### Extracted material
_ _ _ _
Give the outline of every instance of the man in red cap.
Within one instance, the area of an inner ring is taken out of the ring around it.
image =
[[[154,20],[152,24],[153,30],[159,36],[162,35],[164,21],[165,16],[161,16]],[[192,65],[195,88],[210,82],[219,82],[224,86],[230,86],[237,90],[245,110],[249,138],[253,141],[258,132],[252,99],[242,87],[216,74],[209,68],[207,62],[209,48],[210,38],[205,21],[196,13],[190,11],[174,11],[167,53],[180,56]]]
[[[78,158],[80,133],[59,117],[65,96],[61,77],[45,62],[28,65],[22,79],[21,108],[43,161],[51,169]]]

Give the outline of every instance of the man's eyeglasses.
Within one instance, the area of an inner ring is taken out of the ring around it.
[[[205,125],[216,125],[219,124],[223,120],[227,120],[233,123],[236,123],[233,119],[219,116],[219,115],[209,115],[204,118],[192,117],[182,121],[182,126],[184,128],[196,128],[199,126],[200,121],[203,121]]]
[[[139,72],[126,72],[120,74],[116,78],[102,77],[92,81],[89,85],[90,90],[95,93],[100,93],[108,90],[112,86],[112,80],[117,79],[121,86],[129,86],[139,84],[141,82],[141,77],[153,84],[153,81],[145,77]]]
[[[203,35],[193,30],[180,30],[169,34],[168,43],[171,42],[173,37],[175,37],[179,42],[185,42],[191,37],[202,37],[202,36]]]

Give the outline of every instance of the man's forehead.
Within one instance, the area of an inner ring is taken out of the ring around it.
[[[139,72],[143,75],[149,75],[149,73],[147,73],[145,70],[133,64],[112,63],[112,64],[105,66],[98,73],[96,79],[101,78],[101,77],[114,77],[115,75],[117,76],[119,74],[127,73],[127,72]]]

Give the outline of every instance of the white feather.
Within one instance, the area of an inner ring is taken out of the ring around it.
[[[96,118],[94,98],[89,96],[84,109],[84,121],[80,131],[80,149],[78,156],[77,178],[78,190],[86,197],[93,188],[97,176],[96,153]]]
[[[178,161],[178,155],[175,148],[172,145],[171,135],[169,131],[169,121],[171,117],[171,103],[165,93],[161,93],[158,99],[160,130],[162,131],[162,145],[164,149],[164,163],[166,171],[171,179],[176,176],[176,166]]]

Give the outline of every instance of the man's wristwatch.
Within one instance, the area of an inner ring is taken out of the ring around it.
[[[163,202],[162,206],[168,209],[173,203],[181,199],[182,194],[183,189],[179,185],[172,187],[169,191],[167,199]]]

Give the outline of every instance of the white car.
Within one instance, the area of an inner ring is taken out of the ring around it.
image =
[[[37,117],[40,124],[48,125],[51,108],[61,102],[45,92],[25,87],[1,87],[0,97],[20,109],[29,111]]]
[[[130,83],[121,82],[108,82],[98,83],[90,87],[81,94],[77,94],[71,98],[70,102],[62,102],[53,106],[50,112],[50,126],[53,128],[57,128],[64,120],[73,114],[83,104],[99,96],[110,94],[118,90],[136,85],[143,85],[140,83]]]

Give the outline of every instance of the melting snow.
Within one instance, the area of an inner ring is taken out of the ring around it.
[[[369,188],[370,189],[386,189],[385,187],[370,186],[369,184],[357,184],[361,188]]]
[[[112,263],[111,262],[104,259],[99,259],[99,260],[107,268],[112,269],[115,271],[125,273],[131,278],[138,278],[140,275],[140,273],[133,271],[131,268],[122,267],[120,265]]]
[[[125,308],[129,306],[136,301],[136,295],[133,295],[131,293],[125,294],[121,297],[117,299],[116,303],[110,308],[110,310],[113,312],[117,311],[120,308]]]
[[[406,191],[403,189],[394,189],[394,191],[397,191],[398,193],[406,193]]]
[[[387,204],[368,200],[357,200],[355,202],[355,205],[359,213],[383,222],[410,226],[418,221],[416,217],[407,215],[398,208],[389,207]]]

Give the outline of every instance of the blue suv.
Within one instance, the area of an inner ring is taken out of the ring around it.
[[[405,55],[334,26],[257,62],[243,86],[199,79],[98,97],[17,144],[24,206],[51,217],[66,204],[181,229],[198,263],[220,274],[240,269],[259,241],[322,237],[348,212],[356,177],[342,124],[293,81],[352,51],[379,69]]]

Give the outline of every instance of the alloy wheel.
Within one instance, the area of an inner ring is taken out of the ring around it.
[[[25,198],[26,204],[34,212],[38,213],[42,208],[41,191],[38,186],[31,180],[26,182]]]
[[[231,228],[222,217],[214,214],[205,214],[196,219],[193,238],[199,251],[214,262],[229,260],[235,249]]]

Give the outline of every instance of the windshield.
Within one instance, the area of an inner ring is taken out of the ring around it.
_ _ _ _
### Written exercise
Each record must be repeated exactly as it is.

### Result of the exercise
Give the outline of every instance of the man in red cap.
Within one instance, the area of an inner ring is taken out of the ring around it.
image =
[[[154,20],[152,24],[153,30],[159,36],[162,35],[164,21],[165,16],[161,16]],[[192,65],[195,88],[210,82],[219,82],[224,86],[230,86],[237,90],[245,110],[249,138],[253,141],[258,132],[252,99],[242,87],[216,74],[209,68],[207,62],[209,48],[210,38],[205,21],[196,13],[190,11],[174,11],[167,53],[180,56]]]
[[[78,158],[80,133],[59,117],[65,96],[61,77],[45,62],[28,65],[22,79],[21,108],[43,161],[51,169]]]

Give the outline of every instance of the man's eyeglasses.
Within one instance, the area of an inner ring is taken out of the ring around it.
[[[205,125],[216,125],[219,124],[223,120],[227,120],[233,123],[236,123],[233,119],[219,116],[219,115],[209,115],[204,118],[192,117],[182,121],[182,126],[184,128],[196,128],[199,126],[200,121],[203,121]]]
[[[139,72],[126,72],[120,74],[116,78],[102,77],[92,81],[89,85],[90,90],[95,93],[100,93],[108,90],[112,86],[112,80],[117,79],[121,86],[129,86],[139,84],[141,82],[141,77],[153,84],[153,81],[145,77]]]
[[[203,35],[193,30],[180,30],[169,34],[168,43],[171,42],[173,37],[175,37],[179,42],[185,42],[191,37],[202,37],[202,36]]]

Give the outline of every instance of the man's forehead.
Within one instance, the area of an inner ring is taken out of the ring around it.
[[[139,72],[143,75],[149,75],[149,73],[147,73],[145,70],[133,64],[112,63],[112,64],[105,66],[98,73],[96,79],[101,78],[101,77],[114,77],[115,75],[117,76],[119,74],[127,73],[127,72]]]

Give the outline of every instance of the white feather.
Within one instance, the area of an inner ring is taken out of the ring around it.
[[[96,118],[94,98],[89,96],[84,109],[84,121],[80,131],[80,149],[78,156],[77,178],[78,190],[86,197],[93,188],[97,176],[96,153]]]
[[[178,161],[178,155],[175,148],[172,145],[171,135],[169,131],[169,121],[171,117],[171,103],[165,93],[161,93],[158,99],[160,130],[162,131],[162,145],[164,149],[164,163],[166,171],[171,179],[176,176],[176,166]]]

Give the outline of every instance of the man's wristwatch.
Within one instance, the area of an inner ring is taken out of the ring around it.
[[[163,202],[162,206],[168,209],[173,203],[181,199],[182,194],[183,189],[179,185],[172,187],[169,191],[167,199]]]

Give the outline of every instance of the white car.
Within one instance, the area of an inner ring is taken out of the ring around it.
image =
[[[37,117],[40,124],[48,125],[51,108],[61,102],[45,92],[25,87],[1,87],[0,97],[20,109],[29,111]]]
[[[130,83],[121,82],[108,82],[98,83],[90,87],[81,94],[77,94],[71,98],[70,102],[62,102],[53,106],[50,112],[50,126],[53,128],[57,128],[64,120],[73,114],[83,104],[99,96],[110,94],[118,90],[136,85],[143,85],[140,83]]]

Give the outline of every instance of the melting snow.
Within one instance, the area of an inner ring is taken out of the ring around it.
[[[369,188],[370,189],[386,189],[385,187],[370,186],[369,184],[357,184],[361,188]]]
[[[112,263],[111,262],[104,259],[99,259],[99,260],[107,268],[112,269],[115,271],[125,273],[131,278],[138,278],[140,275],[140,273],[133,271],[131,268],[122,267],[120,265]]]
[[[125,308],[129,306],[136,301],[136,295],[133,295],[131,293],[125,294],[121,297],[117,299],[116,303],[110,308],[110,310],[113,312],[117,311],[120,308]]]
[[[406,191],[403,189],[394,189],[394,191],[397,191],[398,193],[406,193]]]
[[[387,204],[368,200],[357,200],[355,202],[355,205],[359,213],[383,222],[410,226],[418,221],[416,217],[407,215],[398,208],[389,207]]]

Give the outline of every instance of the blue suv.
Within one instance, the area of an inner ring is taken out of the ring around it.
[[[405,55],[334,26],[257,62],[243,86],[199,79],[98,97],[17,144],[24,206],[51,217],[66,204],[181,229],[198,263],[220,274],[240,269],[259,241],[322,237],[348,212],[356,177],[342,124],[293,81],[352,51],[379,69]]]

Give the outline of every instance of the alloy wheel.
Within one instance, the area of an inner ring is taken out of the ring around it.
[[[25,198],[26,204],[34,212],[38,213],[42,208],[41,191],[38,186],[31,180],[26,182]]]
[[[231,228],[222,217],[214,214],[205,214],[196,219],[193,238],[199,251],[214,262],[229,260],[235,249]]]

Give the outline of every instance of the windshield.
Within one instance, the area of an inner ring is taken out of the ring around it.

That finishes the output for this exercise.